>> begin Supplied material

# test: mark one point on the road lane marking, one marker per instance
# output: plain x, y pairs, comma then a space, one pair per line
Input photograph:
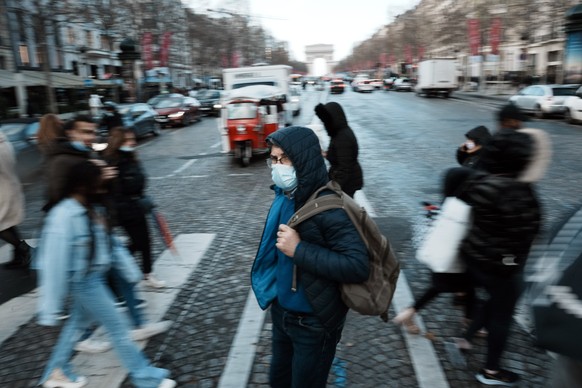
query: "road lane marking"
176, 171
241, 356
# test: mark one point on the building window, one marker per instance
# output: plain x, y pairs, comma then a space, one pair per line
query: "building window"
24, 58
554, 56
71, 36
105, 43
89, 39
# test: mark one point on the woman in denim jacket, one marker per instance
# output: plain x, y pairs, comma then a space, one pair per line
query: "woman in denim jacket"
75, 252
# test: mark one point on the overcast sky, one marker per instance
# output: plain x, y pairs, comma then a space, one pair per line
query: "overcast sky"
342, 23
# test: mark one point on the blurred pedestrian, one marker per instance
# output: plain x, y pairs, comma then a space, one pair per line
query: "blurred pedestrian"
459, 283
324, 252
76, 250
131, 205
12, 207
511, 117
342, 153
469, 152
50, 131
505, 220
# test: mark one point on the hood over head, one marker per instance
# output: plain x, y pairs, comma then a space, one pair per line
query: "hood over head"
480, 135
523, 154
302, 147
333, 117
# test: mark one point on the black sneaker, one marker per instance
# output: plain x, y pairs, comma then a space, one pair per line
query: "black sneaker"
502, 377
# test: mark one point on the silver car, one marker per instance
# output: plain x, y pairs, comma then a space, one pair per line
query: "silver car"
543, 100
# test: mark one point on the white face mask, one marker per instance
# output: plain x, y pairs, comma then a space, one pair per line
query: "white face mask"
284, 176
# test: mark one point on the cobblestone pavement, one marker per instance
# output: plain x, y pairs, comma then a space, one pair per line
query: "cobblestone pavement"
403, 156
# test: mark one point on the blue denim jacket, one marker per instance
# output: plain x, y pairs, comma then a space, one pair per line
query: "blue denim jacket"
63, 256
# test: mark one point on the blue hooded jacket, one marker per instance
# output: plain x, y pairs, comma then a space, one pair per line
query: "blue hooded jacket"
331, 251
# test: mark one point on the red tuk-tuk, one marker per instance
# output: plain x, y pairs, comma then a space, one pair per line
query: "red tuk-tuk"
250, 114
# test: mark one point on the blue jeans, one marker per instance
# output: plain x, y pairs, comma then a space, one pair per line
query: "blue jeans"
94, 302
303, 349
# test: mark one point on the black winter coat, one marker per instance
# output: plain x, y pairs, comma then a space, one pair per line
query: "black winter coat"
331, 251
127, 189
343, 150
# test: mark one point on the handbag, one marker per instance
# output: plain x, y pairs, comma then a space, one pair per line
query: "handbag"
439, 250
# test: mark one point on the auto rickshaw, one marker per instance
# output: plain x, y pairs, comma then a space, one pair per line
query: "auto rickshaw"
250, 114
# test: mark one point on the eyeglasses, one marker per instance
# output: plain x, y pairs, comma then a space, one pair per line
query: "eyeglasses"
283, 159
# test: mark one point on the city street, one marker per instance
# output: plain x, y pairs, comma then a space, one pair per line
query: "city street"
406, 143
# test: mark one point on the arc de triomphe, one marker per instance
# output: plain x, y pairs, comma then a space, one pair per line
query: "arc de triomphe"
320, 53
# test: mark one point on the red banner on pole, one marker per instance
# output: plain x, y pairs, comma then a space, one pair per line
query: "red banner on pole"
474, 35
165, 50
147, 50
495, 35
408, 54
420, 52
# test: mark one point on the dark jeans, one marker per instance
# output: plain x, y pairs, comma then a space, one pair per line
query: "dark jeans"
303, 350
139, 235
496, 313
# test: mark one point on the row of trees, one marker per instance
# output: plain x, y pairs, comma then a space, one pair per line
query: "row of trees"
202, 43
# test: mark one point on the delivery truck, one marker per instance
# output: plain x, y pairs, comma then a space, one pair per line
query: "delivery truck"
437, 77
271, 75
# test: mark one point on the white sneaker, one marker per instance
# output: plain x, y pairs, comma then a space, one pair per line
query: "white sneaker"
150, 330
151, 281
58, 379
167, 383
92, 346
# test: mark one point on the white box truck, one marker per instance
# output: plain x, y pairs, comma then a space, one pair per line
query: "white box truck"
437, 77
273, 75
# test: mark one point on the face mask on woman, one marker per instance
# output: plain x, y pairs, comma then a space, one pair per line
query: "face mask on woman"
284, 176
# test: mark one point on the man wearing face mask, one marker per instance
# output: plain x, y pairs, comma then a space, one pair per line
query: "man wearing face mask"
469, 152
325, 251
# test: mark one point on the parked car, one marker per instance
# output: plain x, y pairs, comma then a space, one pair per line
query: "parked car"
155, 99
543, 100
402, 84
573, 107
363, 86
294, 102
209, 101
337, 86
22, 134
377, 83
178, 111
140, 118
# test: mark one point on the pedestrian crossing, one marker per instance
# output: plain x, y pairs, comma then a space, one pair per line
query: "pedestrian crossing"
104, 369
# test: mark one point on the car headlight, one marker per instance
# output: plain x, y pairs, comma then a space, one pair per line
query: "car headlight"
176, 115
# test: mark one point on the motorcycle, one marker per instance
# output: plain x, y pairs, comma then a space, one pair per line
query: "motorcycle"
250, 114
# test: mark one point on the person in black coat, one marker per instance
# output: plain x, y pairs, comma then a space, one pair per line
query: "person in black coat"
506, 218
342, 153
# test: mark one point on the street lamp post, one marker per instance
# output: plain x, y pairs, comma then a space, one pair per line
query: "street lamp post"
128, 56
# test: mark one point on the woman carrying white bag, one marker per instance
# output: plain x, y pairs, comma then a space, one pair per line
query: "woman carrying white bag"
439, 250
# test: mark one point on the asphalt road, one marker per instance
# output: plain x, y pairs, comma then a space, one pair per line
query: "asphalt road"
406, 143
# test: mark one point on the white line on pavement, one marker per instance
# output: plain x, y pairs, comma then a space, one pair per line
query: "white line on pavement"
176, 171
242, 352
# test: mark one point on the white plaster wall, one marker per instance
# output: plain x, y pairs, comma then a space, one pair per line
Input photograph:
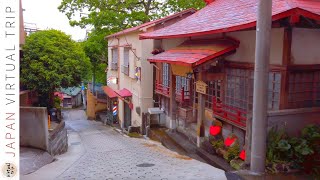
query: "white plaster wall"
246, 50
142, 91
146, 76
305, 47
111, 73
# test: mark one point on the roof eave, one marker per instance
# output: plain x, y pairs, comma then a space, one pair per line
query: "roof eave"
295, 11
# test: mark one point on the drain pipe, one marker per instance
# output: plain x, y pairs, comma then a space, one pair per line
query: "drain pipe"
260, 93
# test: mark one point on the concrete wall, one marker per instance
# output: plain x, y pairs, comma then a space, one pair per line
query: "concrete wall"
93, 105
294, 120
246, 50
305, 46
58, 140
34, 127
142, 91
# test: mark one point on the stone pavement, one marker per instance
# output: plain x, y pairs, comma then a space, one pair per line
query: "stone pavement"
32, 159
99, 152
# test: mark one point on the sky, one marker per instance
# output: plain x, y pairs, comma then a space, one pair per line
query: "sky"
45, 14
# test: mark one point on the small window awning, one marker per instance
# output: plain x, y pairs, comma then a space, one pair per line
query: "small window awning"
124, 93
195, 52
109, 92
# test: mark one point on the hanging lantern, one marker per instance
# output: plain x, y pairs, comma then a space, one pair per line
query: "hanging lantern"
229, 141
215, 130
242, 155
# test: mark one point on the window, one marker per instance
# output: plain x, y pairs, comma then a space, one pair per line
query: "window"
213, 89
304, 89
182, 88
114, 60
165, 75
125, 66
239, 89
274, 90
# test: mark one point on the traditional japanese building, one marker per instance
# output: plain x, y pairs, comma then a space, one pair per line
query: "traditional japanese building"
129, 74
205, 74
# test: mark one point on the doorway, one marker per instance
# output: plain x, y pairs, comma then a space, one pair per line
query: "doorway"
127, 116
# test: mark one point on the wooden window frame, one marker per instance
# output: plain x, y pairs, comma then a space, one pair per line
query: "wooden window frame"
114, 58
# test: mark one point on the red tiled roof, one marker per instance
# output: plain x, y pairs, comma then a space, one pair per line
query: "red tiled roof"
232, 15
196, 52
109, 92
124, 93
158, 21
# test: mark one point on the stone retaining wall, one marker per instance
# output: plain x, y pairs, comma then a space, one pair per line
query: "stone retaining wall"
58, 140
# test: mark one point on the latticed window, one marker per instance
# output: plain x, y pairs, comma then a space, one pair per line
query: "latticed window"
114, 60
213, 90
182, 82
239, 89
304, 89
165, 75
125, 66
274, 90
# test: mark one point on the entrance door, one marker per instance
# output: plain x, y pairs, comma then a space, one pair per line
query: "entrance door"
127, 116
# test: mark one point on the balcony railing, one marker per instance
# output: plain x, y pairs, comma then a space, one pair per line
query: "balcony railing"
114, 66
162, 89
125, 70
182, 95
229, 113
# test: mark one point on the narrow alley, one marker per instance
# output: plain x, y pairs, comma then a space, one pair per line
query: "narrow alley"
99, 152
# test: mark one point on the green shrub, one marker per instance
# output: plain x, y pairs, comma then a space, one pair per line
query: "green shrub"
217, 144
232, 152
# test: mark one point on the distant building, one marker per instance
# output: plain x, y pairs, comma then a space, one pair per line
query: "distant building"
71, 97
129, 75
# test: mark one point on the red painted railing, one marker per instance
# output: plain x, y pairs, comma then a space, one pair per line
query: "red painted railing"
182, 95
232, 114
161, 89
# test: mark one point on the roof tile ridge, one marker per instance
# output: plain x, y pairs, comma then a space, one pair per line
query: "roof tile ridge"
292, 3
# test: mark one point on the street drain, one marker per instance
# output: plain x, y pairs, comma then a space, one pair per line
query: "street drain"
75, 143
145, 165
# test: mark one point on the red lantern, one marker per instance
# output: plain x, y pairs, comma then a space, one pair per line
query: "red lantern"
242, 155
215, 130
229, 141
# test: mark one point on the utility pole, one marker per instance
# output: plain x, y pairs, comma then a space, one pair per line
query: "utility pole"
260, 93
83, 95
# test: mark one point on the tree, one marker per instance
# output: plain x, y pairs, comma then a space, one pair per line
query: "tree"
95, 48
116, 15
110, 16
51, 60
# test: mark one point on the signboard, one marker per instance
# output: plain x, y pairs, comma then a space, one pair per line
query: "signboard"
138, 73
112, 80
201, 87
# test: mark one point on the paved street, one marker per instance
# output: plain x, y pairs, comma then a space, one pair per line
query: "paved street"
99, 152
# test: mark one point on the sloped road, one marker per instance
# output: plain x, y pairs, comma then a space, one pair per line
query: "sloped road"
99, 152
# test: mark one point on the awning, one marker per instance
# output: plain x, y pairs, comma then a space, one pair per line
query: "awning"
196, 52
109, 92
124, 93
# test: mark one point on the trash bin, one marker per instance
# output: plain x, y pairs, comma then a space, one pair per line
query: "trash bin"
53, 114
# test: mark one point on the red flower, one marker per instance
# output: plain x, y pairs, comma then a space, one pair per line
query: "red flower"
229, 141
242, 155
215, 130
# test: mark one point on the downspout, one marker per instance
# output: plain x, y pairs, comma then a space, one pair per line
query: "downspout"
260, 92
118, 63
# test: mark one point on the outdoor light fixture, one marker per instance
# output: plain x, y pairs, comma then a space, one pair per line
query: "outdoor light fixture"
189, 75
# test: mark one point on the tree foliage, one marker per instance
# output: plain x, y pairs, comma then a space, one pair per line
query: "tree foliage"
51, 59
110, 16
117, 15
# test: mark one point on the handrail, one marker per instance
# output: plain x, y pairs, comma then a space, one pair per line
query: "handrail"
162, 88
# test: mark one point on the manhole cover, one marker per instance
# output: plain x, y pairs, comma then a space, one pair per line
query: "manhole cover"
75, 143
145, 165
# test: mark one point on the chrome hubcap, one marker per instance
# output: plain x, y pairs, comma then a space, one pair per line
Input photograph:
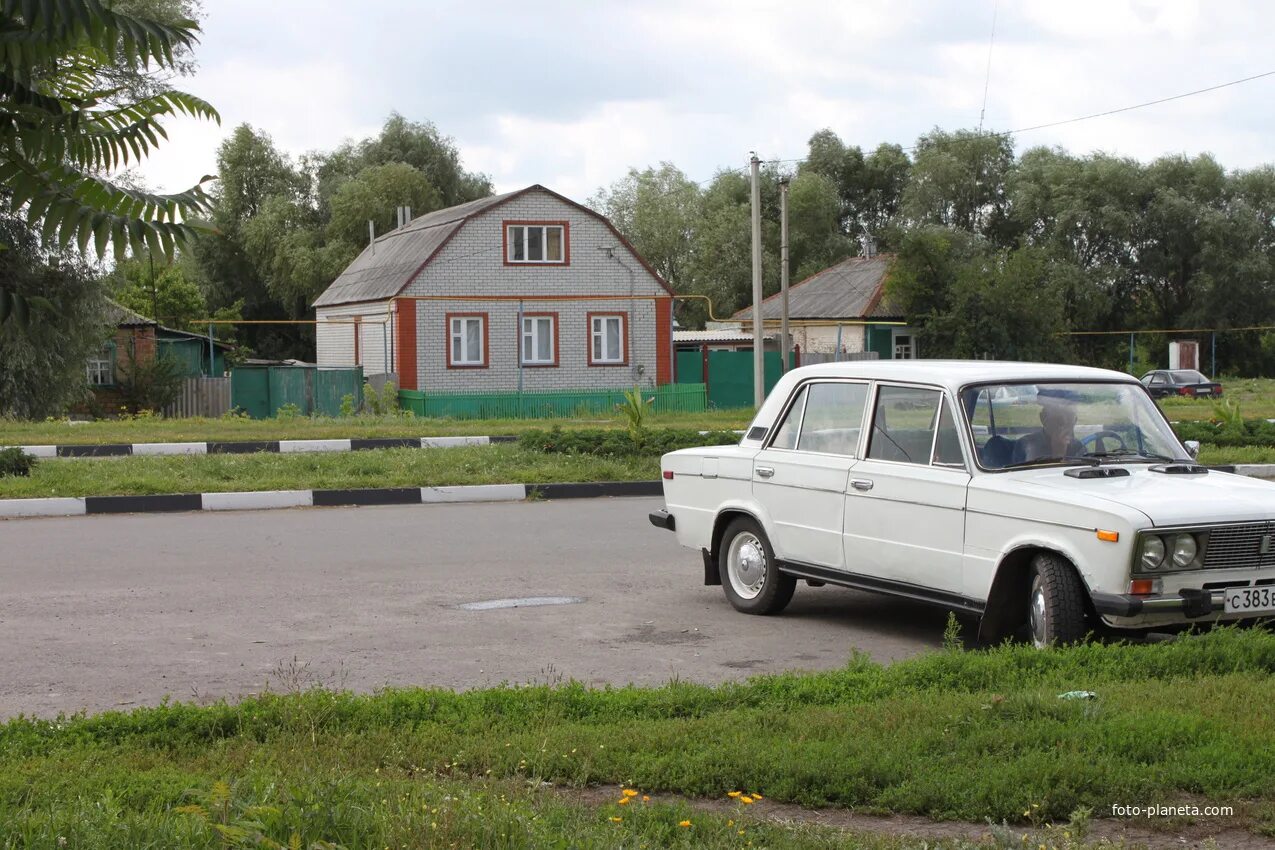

>> end Supplied material

Work to be completed: Please list every line in the data above that contains the word "lantern".

Solution to this task:
# test: mark one point on the hanging lantern, one marker per instance
query: "hanging lantern"
# test: mark one point on the red lantern, one marker per instance
query: "red lantern"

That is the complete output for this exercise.